TASK TO CARRY OUT:
Copy out the lines from the one containing "Target: man in dark coat" through the final line, inclusive, reproducing them verbatim.

TASK MATERIAL:
━━━━━━━━━━━━━━━━

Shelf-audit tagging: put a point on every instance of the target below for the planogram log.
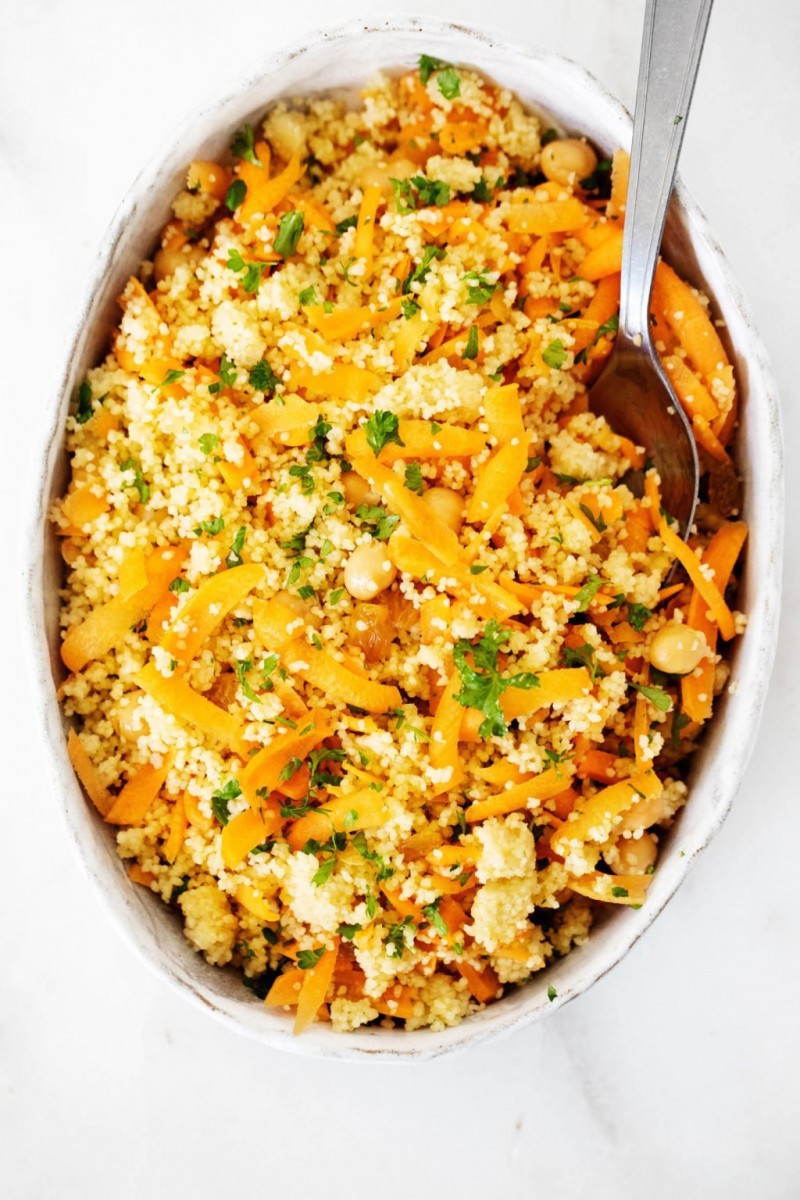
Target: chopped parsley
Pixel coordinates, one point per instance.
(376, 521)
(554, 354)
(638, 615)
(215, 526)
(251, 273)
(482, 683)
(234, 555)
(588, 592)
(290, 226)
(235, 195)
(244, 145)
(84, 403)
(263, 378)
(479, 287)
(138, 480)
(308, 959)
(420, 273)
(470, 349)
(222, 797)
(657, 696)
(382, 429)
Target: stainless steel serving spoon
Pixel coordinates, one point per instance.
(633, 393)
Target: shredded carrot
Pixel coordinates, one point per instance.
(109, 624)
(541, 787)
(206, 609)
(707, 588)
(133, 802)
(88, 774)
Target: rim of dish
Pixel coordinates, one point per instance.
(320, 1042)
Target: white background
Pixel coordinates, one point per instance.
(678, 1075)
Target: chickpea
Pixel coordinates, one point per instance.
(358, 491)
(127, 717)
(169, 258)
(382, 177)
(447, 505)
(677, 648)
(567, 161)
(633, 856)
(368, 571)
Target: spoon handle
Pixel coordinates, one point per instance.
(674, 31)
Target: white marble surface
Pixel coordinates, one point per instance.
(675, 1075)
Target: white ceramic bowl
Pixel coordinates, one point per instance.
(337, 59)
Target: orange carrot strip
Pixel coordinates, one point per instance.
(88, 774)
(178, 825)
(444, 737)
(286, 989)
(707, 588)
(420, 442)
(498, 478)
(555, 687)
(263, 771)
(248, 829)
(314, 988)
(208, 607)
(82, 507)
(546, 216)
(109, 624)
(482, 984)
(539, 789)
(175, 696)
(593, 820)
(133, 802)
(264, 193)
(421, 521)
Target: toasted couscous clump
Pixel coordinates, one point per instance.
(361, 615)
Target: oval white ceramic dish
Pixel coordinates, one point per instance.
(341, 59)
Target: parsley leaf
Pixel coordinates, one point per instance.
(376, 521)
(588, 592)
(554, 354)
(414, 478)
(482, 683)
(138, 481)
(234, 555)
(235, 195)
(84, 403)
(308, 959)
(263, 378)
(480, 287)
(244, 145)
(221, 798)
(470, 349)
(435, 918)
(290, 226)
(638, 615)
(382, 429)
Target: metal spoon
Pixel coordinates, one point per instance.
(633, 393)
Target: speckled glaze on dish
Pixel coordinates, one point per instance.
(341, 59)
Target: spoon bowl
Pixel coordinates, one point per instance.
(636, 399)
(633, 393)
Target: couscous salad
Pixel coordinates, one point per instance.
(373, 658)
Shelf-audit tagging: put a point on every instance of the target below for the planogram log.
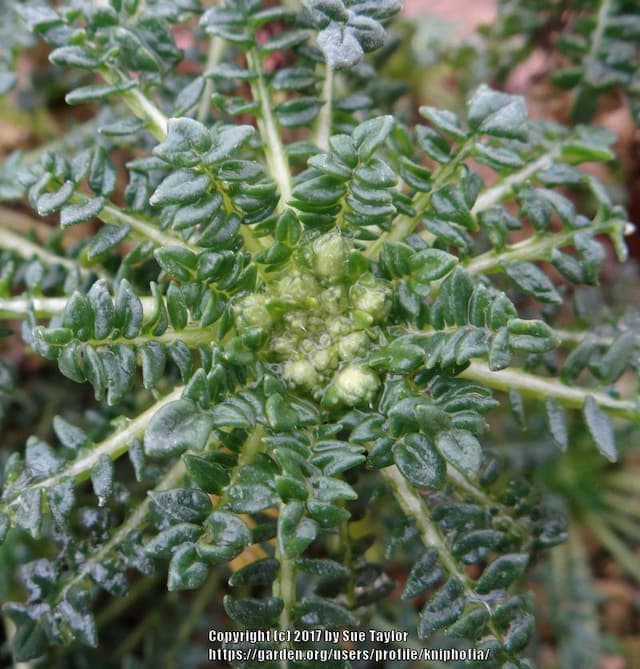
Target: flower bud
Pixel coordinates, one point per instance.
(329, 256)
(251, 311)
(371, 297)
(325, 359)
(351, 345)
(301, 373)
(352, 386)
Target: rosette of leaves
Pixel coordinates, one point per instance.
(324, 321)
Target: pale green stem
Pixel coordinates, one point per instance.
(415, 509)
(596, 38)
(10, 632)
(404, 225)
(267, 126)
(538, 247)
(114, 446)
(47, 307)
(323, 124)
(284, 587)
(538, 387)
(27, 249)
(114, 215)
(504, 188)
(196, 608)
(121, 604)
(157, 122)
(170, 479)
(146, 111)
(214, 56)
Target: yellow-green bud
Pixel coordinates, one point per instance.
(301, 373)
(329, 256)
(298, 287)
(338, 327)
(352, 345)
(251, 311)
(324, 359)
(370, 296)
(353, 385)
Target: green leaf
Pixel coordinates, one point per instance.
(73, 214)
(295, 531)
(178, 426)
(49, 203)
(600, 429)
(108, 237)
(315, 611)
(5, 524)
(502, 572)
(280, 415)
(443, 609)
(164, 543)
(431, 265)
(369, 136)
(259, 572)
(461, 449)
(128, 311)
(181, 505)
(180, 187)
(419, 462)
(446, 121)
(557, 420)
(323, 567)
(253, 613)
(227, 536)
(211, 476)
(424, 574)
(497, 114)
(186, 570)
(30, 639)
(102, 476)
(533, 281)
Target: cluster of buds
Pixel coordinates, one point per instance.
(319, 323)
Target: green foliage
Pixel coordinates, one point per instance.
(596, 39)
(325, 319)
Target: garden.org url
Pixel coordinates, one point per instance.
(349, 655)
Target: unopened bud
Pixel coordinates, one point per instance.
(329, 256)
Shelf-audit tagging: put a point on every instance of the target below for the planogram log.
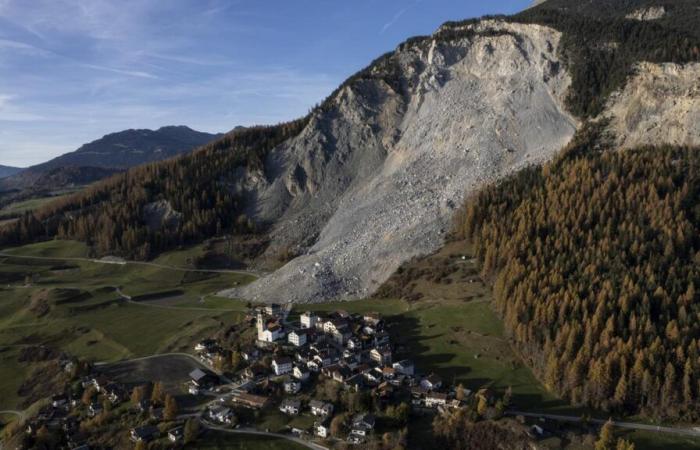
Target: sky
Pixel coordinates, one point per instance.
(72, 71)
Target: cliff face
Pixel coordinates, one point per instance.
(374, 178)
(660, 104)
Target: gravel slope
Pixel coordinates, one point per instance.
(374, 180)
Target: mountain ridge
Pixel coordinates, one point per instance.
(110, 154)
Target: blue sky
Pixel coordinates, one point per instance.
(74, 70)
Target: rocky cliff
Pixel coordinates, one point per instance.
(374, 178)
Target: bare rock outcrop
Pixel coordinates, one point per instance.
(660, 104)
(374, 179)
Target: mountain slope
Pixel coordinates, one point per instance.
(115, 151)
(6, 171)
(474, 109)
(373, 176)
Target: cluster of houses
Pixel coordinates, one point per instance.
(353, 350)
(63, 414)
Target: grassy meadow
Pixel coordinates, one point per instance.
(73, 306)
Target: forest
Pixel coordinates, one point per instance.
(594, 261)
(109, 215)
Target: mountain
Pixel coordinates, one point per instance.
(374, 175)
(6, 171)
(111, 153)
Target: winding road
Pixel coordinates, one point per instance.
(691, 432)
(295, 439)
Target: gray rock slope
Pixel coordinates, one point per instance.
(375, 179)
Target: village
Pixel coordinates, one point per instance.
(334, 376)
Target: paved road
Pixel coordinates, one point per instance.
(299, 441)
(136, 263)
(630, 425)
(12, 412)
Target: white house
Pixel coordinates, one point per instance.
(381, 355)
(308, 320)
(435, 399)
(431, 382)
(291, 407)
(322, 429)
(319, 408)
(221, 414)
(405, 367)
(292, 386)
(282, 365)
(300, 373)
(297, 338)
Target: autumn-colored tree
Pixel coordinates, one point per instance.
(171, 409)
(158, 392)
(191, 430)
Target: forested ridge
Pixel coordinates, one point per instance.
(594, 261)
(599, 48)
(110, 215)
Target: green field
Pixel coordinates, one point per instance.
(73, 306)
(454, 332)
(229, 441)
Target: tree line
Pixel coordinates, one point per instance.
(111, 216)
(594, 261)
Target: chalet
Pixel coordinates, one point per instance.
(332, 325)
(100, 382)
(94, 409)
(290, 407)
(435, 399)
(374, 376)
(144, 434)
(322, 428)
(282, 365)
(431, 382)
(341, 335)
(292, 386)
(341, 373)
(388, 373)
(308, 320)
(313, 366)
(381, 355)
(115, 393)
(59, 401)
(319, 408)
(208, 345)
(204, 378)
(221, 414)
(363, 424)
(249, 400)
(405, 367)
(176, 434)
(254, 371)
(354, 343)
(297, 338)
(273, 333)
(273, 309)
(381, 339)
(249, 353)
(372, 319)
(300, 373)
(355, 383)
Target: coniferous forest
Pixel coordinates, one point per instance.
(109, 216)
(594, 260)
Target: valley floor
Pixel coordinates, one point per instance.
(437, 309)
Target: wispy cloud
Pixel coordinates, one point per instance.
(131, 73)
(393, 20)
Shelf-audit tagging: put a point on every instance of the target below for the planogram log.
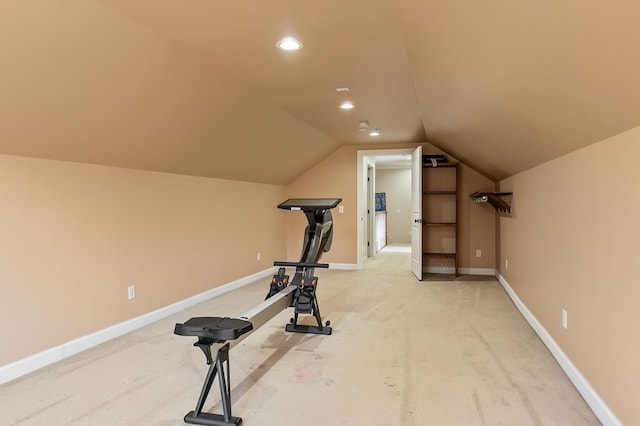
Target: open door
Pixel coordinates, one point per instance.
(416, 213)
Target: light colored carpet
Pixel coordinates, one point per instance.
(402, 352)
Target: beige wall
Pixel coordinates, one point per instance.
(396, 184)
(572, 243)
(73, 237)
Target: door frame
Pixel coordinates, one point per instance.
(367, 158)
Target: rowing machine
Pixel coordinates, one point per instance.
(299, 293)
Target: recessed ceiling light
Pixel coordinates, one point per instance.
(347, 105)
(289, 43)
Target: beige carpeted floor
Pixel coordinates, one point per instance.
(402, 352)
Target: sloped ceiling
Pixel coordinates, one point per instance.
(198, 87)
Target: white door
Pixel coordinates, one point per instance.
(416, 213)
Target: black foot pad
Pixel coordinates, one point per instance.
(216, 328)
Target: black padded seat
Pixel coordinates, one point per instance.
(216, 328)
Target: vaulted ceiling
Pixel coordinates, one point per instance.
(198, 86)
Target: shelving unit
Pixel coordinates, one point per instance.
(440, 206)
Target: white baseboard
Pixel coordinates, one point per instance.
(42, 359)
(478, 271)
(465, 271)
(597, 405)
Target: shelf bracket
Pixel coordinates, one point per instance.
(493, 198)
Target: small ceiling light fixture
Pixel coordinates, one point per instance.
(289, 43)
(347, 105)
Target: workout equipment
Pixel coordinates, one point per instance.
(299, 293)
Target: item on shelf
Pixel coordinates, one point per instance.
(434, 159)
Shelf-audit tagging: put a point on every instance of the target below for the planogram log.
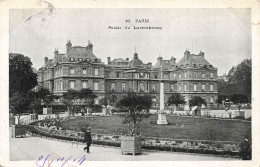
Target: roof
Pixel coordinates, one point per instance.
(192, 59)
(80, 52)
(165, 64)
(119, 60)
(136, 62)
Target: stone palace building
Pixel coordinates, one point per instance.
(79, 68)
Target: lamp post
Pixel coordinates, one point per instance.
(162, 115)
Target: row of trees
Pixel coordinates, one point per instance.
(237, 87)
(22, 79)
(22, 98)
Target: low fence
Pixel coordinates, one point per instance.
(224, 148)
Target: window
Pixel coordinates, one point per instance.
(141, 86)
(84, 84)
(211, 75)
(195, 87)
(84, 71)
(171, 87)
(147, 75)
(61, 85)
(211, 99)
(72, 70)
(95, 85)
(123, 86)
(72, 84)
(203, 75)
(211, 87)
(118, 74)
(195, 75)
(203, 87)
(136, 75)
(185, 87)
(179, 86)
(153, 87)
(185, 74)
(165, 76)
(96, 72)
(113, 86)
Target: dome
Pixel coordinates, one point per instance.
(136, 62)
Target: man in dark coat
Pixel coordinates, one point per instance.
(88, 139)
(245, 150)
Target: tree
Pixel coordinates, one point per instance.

━━━━━━━━━━━━━━━━

OUTPUT:
Target: man in dark coat
Pixel coordinates, one point per instance.
(88, 139)
(245, 150)
Target: tree
Pixel coordinates, one point per instance.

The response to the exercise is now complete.